◆ What is being asked: Extract from the listing below each line that contains the string "player", and reproduce those lines unchanged.

Data listing:
--*--
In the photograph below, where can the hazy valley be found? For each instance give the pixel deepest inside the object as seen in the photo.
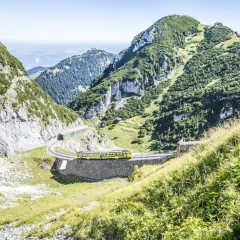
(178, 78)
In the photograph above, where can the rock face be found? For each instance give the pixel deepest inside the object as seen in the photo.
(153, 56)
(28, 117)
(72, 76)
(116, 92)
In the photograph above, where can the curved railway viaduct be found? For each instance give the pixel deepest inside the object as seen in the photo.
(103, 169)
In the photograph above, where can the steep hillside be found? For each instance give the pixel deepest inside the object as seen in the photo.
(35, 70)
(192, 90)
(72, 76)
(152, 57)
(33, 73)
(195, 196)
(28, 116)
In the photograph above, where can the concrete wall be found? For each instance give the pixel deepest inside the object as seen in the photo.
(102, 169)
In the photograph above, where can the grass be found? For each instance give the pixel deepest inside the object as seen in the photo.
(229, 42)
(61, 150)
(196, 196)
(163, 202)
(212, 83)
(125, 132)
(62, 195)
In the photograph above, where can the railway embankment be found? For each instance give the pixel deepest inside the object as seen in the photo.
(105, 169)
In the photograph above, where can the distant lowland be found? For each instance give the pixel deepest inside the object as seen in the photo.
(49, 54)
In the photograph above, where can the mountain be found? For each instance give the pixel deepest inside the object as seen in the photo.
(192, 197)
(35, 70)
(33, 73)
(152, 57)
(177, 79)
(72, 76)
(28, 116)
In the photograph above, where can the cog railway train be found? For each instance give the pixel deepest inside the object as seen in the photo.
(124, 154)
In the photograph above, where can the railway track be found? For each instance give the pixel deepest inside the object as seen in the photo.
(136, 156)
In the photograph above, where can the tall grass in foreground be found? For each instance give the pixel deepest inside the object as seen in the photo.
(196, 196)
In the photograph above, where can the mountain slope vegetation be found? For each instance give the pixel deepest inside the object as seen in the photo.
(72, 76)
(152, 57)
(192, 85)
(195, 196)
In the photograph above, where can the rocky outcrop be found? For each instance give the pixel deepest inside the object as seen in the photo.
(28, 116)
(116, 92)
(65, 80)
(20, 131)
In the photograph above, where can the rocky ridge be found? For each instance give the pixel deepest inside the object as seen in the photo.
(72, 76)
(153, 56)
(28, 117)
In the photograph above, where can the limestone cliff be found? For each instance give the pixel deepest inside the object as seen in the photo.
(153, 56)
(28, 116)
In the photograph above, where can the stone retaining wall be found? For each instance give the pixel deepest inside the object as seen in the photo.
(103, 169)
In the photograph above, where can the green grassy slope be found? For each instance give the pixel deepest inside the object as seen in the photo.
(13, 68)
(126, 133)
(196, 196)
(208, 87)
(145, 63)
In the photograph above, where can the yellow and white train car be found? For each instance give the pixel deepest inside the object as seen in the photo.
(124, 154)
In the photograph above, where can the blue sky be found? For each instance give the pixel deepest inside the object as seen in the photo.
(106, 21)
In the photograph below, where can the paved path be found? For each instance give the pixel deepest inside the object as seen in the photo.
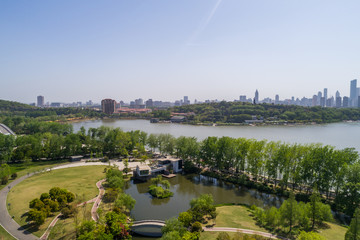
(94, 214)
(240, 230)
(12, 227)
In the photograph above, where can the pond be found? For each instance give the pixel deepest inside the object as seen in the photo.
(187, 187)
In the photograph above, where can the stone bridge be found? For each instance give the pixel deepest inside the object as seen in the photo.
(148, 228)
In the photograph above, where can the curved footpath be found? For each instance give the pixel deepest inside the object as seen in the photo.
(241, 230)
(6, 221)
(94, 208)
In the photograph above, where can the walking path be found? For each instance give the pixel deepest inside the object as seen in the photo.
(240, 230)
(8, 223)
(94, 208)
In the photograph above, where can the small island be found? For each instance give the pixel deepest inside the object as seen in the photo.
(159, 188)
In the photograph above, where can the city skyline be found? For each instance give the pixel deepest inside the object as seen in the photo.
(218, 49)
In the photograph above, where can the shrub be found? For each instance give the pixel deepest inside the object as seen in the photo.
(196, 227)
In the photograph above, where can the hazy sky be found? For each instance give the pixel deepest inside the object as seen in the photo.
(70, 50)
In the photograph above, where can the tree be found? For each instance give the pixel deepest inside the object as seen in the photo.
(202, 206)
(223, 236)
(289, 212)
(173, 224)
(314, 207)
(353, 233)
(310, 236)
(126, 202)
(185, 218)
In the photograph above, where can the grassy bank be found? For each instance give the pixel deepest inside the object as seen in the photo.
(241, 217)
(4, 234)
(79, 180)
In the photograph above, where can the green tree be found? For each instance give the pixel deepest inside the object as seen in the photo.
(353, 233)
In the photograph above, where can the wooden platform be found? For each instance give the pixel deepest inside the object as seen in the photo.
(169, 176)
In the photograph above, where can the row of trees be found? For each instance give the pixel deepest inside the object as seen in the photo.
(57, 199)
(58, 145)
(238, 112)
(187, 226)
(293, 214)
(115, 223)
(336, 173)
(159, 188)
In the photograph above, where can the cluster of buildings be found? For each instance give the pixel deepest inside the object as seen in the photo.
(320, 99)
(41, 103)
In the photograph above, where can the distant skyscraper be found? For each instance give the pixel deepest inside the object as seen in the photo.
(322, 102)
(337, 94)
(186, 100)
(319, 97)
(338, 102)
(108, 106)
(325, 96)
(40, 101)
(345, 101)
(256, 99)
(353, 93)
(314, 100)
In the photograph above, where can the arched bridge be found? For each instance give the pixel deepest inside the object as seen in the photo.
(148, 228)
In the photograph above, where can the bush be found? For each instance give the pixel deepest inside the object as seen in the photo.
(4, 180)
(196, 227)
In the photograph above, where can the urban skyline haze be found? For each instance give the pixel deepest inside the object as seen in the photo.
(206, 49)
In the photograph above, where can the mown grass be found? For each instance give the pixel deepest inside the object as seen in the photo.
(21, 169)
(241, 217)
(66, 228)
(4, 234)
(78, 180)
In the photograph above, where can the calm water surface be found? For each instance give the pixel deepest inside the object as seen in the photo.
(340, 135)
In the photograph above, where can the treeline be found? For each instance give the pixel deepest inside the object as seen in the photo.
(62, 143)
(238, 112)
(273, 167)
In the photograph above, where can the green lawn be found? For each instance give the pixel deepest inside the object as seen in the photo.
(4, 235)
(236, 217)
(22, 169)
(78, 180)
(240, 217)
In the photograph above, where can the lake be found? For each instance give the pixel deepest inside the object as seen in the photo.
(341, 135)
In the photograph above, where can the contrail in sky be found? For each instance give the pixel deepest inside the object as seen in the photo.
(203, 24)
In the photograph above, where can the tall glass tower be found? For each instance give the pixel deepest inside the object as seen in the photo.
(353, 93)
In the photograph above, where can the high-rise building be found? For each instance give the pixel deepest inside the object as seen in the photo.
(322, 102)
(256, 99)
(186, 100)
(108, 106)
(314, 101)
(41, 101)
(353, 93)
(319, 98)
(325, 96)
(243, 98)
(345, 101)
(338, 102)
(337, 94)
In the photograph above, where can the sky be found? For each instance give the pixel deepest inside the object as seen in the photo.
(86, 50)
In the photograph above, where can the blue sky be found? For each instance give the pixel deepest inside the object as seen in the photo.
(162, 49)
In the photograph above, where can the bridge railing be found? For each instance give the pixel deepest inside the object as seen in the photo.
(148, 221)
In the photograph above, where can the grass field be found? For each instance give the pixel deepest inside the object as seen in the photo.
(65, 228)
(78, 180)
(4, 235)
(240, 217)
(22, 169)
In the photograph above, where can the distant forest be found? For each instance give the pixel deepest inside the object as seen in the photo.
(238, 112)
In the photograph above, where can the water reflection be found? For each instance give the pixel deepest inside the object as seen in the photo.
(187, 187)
--*--
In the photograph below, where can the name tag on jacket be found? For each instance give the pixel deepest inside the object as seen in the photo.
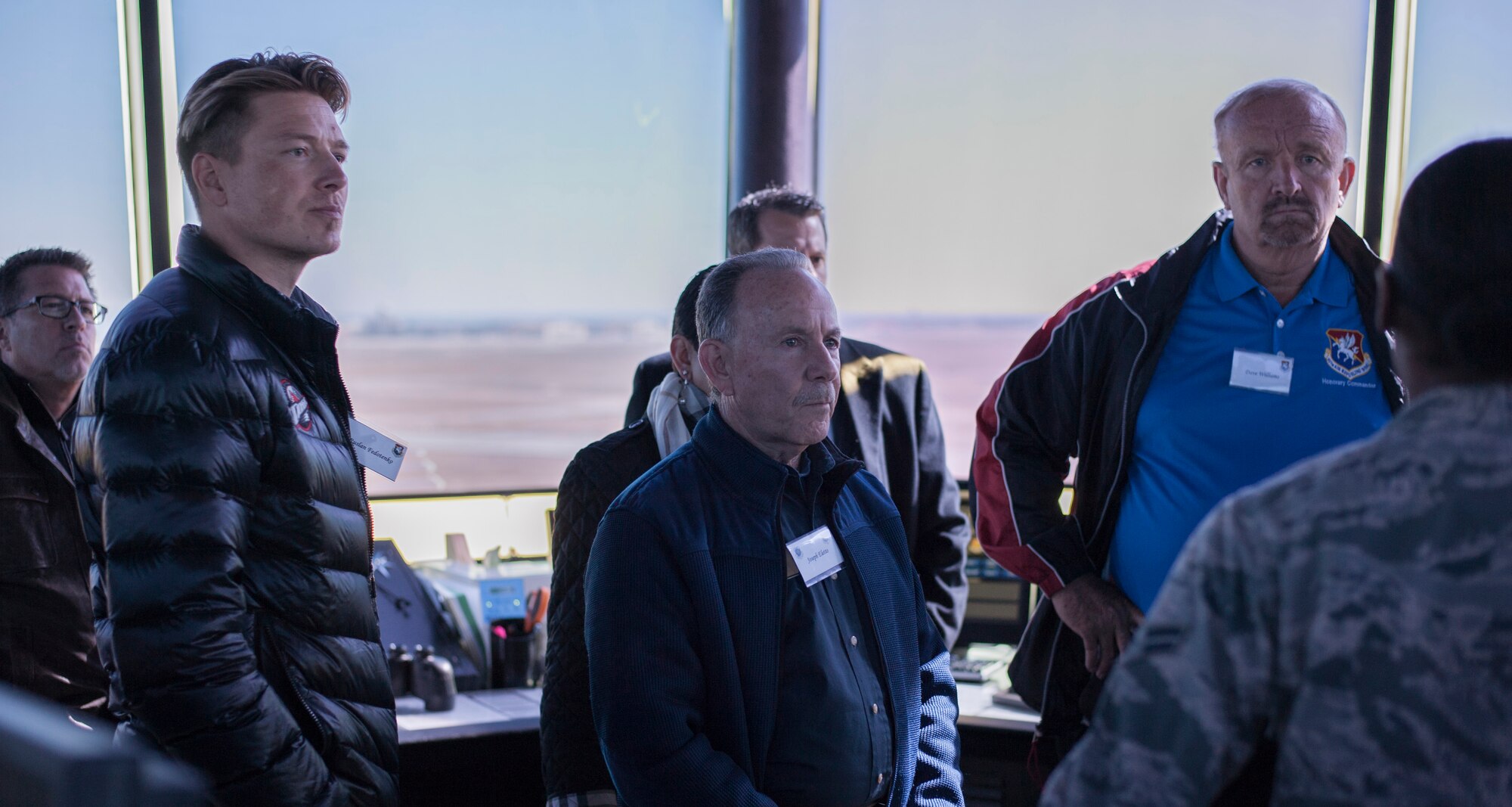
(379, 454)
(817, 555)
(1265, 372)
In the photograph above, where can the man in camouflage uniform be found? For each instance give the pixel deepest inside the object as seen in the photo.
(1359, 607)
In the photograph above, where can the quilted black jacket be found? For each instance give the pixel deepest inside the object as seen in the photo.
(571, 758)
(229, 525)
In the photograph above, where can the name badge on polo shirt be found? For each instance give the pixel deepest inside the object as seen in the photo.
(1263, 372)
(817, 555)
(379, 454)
--*--
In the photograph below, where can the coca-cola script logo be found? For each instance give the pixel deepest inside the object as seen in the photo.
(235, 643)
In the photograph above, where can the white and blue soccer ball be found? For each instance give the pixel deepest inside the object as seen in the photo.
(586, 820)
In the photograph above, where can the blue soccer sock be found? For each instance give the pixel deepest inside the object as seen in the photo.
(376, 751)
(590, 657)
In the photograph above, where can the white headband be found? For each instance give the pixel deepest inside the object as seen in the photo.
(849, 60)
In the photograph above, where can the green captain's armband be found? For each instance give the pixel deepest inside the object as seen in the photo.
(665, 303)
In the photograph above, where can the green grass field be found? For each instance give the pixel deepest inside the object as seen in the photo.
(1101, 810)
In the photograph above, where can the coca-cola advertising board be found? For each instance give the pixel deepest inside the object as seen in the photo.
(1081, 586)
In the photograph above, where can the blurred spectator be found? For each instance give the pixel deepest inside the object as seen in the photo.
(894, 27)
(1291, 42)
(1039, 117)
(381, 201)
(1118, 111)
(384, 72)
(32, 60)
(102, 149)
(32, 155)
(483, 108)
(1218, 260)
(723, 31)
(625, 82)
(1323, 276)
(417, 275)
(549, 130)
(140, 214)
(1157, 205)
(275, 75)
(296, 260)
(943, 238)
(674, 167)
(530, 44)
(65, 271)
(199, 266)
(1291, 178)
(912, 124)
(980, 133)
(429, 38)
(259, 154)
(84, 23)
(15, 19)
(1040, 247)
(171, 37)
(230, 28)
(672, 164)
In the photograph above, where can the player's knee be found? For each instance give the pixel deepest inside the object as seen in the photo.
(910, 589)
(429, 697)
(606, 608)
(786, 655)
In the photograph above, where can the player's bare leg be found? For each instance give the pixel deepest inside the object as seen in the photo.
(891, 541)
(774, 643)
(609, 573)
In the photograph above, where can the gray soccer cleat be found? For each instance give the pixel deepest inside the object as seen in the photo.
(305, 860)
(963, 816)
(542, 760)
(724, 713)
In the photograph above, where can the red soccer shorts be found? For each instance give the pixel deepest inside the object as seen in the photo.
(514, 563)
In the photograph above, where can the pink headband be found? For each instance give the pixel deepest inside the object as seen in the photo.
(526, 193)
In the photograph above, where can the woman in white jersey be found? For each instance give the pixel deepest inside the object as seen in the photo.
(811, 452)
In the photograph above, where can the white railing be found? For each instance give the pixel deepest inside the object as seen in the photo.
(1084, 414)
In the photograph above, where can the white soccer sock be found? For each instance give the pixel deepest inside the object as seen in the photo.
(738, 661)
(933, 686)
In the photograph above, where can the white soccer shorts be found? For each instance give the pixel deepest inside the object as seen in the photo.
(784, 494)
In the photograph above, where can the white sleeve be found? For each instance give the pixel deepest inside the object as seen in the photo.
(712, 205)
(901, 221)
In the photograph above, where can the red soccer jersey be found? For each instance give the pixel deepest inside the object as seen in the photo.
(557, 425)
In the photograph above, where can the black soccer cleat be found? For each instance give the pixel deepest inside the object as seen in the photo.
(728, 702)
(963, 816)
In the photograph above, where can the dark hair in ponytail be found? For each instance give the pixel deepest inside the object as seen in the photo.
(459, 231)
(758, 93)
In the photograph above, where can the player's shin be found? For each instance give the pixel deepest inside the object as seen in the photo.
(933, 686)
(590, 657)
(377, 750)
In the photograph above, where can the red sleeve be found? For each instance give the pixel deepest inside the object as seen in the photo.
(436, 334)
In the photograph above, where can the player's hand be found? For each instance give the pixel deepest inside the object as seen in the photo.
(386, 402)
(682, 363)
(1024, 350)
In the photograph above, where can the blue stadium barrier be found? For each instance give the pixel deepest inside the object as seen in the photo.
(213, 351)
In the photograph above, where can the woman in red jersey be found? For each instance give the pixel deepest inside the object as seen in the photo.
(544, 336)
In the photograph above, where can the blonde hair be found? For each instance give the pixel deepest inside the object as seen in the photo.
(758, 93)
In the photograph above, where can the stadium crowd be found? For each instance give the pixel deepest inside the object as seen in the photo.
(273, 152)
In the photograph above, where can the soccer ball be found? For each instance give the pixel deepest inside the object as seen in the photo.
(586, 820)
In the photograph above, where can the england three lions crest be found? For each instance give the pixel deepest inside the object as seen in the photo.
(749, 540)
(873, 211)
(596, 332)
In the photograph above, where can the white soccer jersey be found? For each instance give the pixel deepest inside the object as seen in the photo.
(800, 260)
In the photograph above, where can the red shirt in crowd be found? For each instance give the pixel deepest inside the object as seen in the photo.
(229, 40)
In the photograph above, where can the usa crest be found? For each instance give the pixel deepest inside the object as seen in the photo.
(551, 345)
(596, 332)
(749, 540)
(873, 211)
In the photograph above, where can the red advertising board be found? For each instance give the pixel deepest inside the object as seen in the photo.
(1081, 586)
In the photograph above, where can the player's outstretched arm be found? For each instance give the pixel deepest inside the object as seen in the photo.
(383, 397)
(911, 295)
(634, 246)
--*--
◆ Full solution:
In the photograph above, where can the player's knee be found? For each instance give the pixel deepest inside the object as seen in the photo.
In the photograph above, where can the player's bare leg be found? For each instance give the pixel deepest inside the object as seen in the photo.
In the photograph above, where can the player's shin be found? For each instance give the pixel deepest inside the object as seen in the photo.
In the photograph above, where can the player's hand be found? For each instance give the pixel deepest inside the object as seen in the photo.
In the photograph above, where can the player's outstretched arm be found? For each instance give the pixel deepest inside the object as seen in the photo.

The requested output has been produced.